Image region labeling entries
------------------------------

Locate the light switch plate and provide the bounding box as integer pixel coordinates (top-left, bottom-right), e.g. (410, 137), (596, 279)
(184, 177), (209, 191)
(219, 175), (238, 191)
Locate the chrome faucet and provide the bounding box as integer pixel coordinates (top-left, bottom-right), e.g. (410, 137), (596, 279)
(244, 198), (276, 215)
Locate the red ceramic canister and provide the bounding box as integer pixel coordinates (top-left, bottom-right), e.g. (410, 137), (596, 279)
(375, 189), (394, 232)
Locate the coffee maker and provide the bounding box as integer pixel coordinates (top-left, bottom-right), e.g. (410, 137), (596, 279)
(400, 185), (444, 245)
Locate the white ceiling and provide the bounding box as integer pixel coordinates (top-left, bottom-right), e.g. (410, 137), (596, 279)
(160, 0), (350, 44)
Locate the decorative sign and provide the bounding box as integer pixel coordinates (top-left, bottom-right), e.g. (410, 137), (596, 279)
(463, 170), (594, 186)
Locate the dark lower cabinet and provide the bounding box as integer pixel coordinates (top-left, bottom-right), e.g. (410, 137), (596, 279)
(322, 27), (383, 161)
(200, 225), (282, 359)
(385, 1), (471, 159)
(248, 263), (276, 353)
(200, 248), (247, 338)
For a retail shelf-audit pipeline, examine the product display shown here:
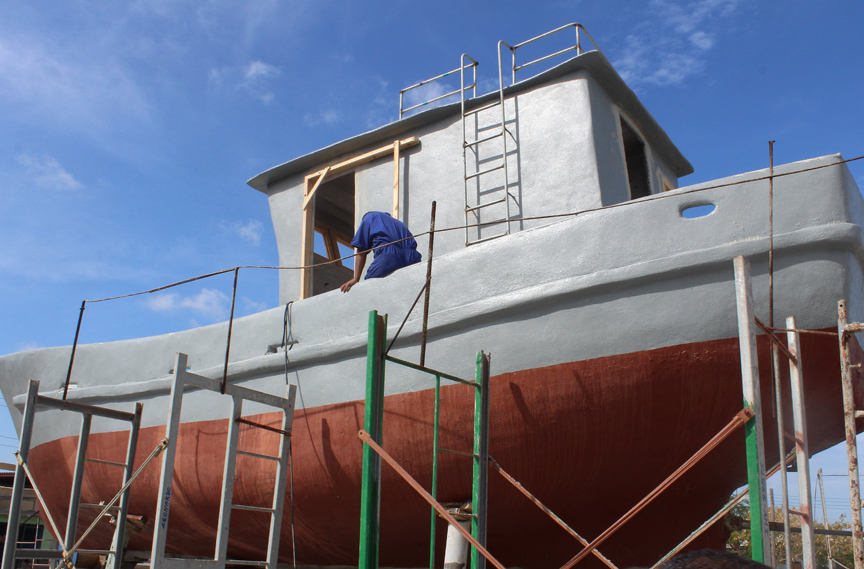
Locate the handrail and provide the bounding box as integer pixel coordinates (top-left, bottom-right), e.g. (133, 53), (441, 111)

------------------------------

**Written task**
Pick out and copy every line in the listing above that contains the string "provide". Matching is case-sensitive.

**Output for this exercise**
Locate the light switch plate and provide the bounding box as integer pixel coordinates (top-left, bottom-right), e.g. (410, 137), (596, 279)
Locate the chrome faucet and provide the bounding box as integer pixel coordinates (top-left, bottom-right), e.g. (410, 137), (596, 279)
Locate the red ceramic canister and provide the bounding box as integer pixel coordinates (top-left, bottom-right), e.g. (410, 137), (596, 279)
Locate the coffee maker and provide the bounding box as integer pixel coordinates (top-left, bottom-right), e.g. (410, 137), (596, 279)
Locate the white ceiling and provide the bounding box as integer pixel coordinates (top-left, bottom-right), e.g. (410, 137), (596, 279)
Locate the decorative sign and provide the bounding box as integer pixel coordinates (top-left, bottom-right), e.g. (410, 137), (596, 279)
Locate the dark lower cabinet and provide the bounding box as integer pixel coordinates (top-left, bottom-right), e.g. (410, 137), (596, 279)
Locate the handrail and provide the bounding box as integer pixel coordinates (top-left, bottom-right), e.g. (133, 53), (441, 111)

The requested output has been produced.